### EXCERPT TO READ
------------------------------------------------------------

However, an even more dramatic development occurred on March 26 when Bloomberg News reported on Kim Jong-un's surprise visit to China.(10) The visit was officially confirmed by China on March 28 following Kim’s departure from the country.(11) This was a major surprise, because prior to the visit there was no news that China and North Korea were making any preparations for Kim’s visit to China, while both U.S. and South Korea governments appeared unaware of the planned visit.(12) At the time, most observers were focused on the political implications of the US-DPRK summit, and many analysts believed that China would be the biggest loser of the summit.(13)

China had strengthened its sanctions against North Korea, but now found that its influence had suddenly been marginalized by the US-DPRK summit.(14) The unexpected news of Kim Jong-un’s visit to China, however, produced an immediate 180-degree turn in these assessments. In fact, it seems that China had not really been marginalized. Xi Jinping, rather than Trump, was the first world leader to meet with Kim Jong-un. Whether China has become a more active rather than passive player on the Korean Peninsula, or whether the meeting between Xi and Kim was just a countermeasure to the meeting between Trump and Kim, remains an unanswered question.

------------------------------------------------------------

### DATA SEGMENT
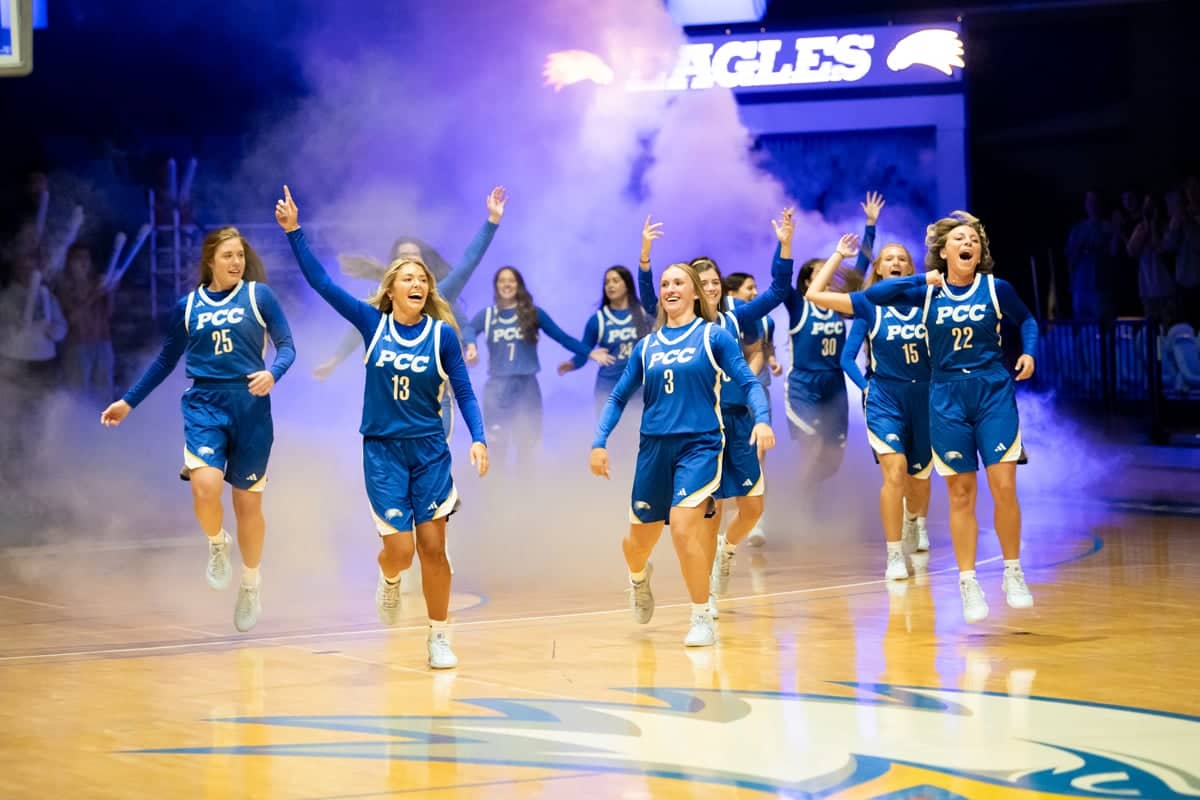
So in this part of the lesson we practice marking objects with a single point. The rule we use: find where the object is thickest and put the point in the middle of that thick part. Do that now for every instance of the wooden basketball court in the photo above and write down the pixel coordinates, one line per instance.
(121, 675)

------------------------------------------------------------

### PARTS OF THE EXERCISE
a) Shorten the paragraph of the passage on Kim Jong-un's visit to China that begins "China had strengthened its sanctions" and keep its main facts.
b) Based on the passage about Kim Jong-un's visit to China, state whether each statement agrees with it. Answer yes or no and quote the words that decide it. (i) China confirmed the visit only after Kim had left. (ii) The U.S. and South Korean governments knew about the visit ahead of time. (iii) Trump was the first world leader to meet Kim Jong-un.
c) Write the next part of the passage on Kim Jong-un's visit to China, starting after its final sentence.
The material on this page is separate from the passage about Kim Jong-un's visit to China.

### ANSWERS TO THE EXERCISE
a) China had tightened sanctions on North Korea but then seemed sidelined by the US-DPRK summit. The surprise news of Kim Jong-un's visit to China reversed that view, because Xi Jinping met Kim before Trump did. It remains unclear whether China has become a more active player on the Korean Peninsula or whether the Xi-Kim meeting was only a countermeasure to the Trump-Kim meeting.

b)
(i) Yes: "The visit was officially confirmed by China on March 28 following Kim’s departure from the country."
(ii) No: "while both U.S. and South Korea governments appeared unaware of the planned visit"
(iii) No: "Xi Jinping, rather than Trump, was the first world leader to meet with Kim Jong-un."

c)
Hopes and Challenges
The Kim-Moon summit has set the foundation for a peace and reconciliation process between the Koreas. The final communique of the summit has outlined several positive steps, including putting an end to "hostile activities" between the two nations, changing the demilitarised zone (DMZ) that divides the country into a "peace zone" by ceasing propaganda broadcasts, vowing to arms reduction in the region pending the easing of military tension, holding four-way talks involving the United States and China, organising a reunion of families left divided by the war, connecting and modernising railways and roads across the border, and encouraging joint participation in sporting events, including this year's Asian Games.

However, the most complex issue remains North Korea’s nuclear program. It has evolved from whether North Korea has the ability to develop nuclear weapons to whether North Korea has the ability to deploy long-range intercontinental ballistic missiles, and to the current nuclear disarmament issue. This development underscores the strategic shift of the North Korean leadership toward realism since Kim Jong-un’s assent to power.(15) In other words, once North Korea became a nuclear power, the country has sought to upgrade its position in the international system to that of equal status with other major powers through nuclear deterrence. Kim Jong-un argues that the international community should acknowledge this new reality and give North Korea fair treatment as a nuclear power in its negotiations.(16)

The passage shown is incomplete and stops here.